┌─ Text block

So I was watching Raiders of the Lost Ark the other day, partly because its great and partly because it’s on Amazon Prime. Now, I’m hardly the person to talk about direction and form but there is so much pleasing in the movie, not just in the story and the acting but in Steven Spielberg’s direction. This was a bit on my mind lately because Matt Zoller Seitz tweeted this:

Mavericks often turn into has-beens, right, and maybe we are all tired of Spielberg now (although Stranger Things begs to differ), but in Raiders Spielberg was in his prime and the camera movement especially is so enjoyable. (To be clear, I’m not tired of Spielberg, or Scott for that matter.)

One other thing that I loved in the movie is the shadow work. I may post something later about other ways Spielberg used shadows but look at these few examples with Indiana Jones thinking about Marion Ravenwood.

This first shot is from the scene in which Marcus Brody goes to Indy’s house to tell him that the US government wants him to go find the Ark of the Covenant. While Indy is packing, he asks Marcus if he thinks “she” will be with his old mentor, Abner Ravenwood. (Yeah, the names in this series are excellent.) “She” is Abner’s daughter, Marion, with whom Indy had a relationship. Look at Indiana’s face in this shot.

Indy is in shadows while Marcus Brody is clearly lit. We know from context that something happened between Indiana and Abner and Marion that caused a falling out (and we can probably guess what it is), and the shadow on Indy’s face reinforce this.

Indiana travels to Nepal to find Marion who he hopes will give him the headpiece that he needs. (I assume you’ve seen the movie so all this makes sense to you.) Their reunion is not exactly joyful (Marion slugs Indiana and refuses to give him the headpiece). Marion tells Indiana that he broke her heart and hurt Abner also. She tells Indy to come back the next day to get the headpiece. This shot is of Indy as he walks out the door.

Again, his face mostly in shadow. There is still something between them but maybe they will never be able to put the old hurt behind them.

Shortly after Indy leaves, Marion is attacked by Nazis who are also looking for the headpiece. Indy rescues her and Marion takes the headpiece and tells Indy she’s his partner. Together they go to Egypt.

In Egypt, Indiana and Marion are in the sun with Sallah’s family, enjoying the weather as well as each other’s company. Eventually Marion gets kidnapped by those pesky Nazis and when Indy tries to rescue her he causes the truck she’s in to explode. Marion is dead. (Marion is not dead. [SPOILER])

So yeah, Marion is not dead but Indy doesn’t know this. So first Indy drowns his sorrows, then threatens to kill Belloq until Sallah’s children rescue him, and then he confronts his grief. This is the shot that brings it all home. Look at this.

It’s a callback to the door for Marion’s bar in Nepal and again there is Indiana’s face partly in shadow. Indiana and Marion reconciled somewhat but now they will never fully reconcile. Simply, there will always be a shadow when Indiana thinks of Marion.

└─
┌─ Dataset content

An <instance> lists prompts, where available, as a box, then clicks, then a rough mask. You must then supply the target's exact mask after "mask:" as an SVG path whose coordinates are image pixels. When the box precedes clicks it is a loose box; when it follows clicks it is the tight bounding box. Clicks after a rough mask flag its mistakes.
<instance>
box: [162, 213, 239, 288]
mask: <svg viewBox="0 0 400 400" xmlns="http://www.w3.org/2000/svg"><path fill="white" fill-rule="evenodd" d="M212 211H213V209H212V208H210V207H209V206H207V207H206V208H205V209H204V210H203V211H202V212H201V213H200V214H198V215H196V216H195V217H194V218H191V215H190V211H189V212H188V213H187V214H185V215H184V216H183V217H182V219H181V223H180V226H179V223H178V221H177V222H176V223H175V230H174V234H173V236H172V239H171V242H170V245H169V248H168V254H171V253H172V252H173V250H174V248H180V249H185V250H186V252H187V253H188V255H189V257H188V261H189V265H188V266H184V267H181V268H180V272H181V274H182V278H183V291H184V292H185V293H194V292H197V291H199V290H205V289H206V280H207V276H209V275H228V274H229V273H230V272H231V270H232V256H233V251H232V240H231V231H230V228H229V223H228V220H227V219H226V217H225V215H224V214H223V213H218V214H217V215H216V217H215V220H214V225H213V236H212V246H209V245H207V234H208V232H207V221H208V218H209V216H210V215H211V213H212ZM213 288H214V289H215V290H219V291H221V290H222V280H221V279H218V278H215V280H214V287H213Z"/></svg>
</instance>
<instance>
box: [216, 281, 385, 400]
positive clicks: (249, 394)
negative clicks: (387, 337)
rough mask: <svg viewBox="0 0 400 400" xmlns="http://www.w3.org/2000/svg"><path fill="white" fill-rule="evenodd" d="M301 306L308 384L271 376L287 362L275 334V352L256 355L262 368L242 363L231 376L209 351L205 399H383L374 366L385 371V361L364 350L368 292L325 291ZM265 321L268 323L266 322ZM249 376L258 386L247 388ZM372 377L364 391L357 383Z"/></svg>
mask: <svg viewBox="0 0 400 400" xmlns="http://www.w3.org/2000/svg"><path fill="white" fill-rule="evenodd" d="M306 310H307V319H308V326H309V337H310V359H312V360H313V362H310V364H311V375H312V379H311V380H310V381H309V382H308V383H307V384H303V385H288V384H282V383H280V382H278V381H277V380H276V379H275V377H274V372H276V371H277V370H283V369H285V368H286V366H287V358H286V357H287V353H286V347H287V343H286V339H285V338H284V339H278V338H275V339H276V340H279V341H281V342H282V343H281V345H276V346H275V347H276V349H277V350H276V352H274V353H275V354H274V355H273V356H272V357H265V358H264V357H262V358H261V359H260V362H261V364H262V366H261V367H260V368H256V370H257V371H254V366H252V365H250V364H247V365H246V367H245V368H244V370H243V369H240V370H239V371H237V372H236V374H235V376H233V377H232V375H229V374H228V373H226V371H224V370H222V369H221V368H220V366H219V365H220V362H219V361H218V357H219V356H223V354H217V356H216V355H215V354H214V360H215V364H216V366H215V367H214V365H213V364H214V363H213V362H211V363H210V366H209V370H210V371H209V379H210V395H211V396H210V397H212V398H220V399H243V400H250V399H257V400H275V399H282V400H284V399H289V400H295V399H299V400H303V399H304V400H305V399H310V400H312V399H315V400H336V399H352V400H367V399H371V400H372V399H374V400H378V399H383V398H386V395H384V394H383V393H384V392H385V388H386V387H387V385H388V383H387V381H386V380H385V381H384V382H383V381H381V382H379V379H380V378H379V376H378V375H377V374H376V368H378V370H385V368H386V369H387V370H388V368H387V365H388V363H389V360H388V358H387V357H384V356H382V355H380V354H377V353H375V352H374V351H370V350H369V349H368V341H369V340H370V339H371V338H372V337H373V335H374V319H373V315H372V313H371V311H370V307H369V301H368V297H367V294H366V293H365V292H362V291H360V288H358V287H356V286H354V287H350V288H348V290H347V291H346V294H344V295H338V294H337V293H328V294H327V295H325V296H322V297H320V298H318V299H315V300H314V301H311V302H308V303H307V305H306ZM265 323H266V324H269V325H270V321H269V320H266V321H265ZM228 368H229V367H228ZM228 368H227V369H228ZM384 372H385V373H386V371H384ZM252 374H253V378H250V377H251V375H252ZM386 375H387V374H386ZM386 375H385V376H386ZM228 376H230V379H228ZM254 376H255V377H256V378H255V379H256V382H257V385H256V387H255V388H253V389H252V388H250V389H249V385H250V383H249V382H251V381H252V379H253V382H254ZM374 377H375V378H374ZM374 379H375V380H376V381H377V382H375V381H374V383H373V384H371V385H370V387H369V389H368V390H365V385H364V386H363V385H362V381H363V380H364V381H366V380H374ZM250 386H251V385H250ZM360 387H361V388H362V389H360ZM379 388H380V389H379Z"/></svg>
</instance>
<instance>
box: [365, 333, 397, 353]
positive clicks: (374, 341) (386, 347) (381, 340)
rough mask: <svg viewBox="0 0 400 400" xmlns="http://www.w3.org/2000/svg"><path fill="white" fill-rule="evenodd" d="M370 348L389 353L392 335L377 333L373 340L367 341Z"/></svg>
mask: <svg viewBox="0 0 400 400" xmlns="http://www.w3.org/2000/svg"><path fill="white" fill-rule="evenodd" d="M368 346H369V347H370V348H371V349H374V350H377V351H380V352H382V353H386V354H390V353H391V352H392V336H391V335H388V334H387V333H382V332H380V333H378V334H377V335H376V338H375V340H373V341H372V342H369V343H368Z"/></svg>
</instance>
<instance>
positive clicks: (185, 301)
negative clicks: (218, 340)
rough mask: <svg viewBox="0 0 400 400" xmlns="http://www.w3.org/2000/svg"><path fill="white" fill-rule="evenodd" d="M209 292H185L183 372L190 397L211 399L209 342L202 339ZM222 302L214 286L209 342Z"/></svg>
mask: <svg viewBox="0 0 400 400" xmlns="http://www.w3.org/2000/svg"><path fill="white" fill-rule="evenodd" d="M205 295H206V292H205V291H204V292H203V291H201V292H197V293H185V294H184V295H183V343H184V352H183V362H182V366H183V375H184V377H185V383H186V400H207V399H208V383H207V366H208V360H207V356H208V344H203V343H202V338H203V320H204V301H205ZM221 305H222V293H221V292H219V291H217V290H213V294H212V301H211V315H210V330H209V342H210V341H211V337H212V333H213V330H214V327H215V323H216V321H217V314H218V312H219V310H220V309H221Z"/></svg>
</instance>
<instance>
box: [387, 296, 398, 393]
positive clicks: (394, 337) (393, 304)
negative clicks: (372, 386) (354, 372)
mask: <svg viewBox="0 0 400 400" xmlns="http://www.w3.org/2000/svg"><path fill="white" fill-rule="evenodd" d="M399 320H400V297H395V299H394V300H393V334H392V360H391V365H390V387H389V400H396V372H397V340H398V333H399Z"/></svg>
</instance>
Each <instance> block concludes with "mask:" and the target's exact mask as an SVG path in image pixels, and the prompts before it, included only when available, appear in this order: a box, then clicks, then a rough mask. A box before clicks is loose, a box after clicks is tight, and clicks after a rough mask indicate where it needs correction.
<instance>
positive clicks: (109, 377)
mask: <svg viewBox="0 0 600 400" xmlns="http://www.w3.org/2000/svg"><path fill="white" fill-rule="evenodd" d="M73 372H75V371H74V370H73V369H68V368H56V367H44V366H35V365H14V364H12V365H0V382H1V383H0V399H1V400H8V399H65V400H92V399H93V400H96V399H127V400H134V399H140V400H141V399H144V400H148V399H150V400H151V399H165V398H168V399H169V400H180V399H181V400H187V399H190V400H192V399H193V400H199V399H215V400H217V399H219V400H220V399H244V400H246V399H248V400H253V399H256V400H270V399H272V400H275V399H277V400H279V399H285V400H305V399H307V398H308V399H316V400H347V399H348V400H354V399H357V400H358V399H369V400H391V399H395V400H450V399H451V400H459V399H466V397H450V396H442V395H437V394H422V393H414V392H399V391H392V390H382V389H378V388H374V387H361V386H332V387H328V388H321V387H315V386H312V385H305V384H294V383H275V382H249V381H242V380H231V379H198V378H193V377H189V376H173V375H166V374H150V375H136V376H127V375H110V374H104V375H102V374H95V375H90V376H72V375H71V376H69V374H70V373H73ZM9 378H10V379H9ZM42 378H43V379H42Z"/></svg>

└─

Required work:
a - Reproduce the part of the text on Raiders of the Lost Ark that opens with the words "This first shot" and closes with the words "face reinforce this.".
b - In the text on Raiders of the Lost Ark, who goes to Indy's house to tell him that the US government wants him to find the Ark of the Covenant?

Responses for each task:
a -
This first shot is from the scene in which Marcus Brody goes to Indy’s house to tell him that the US government wants him to go find the Ark of the Covenant. While Indy is packing, he asks Marcus if he thinks “she” will be with his old mentor, Abner Ravenwood. (Yeah, the names in this series are excellent.) “She” is Abner’s daughter, Marion, with whom Indy had a relationship. Look at Indiana’s face in this shot.

Indy is in shadows while Marcus Brody is clearly lit. We know from context that something happened between Indiana and Abner and Marion that caused a falling out (and we can probably guess what it is), and the shadow on Indy’s face reinforce this.

b - Marcus Brody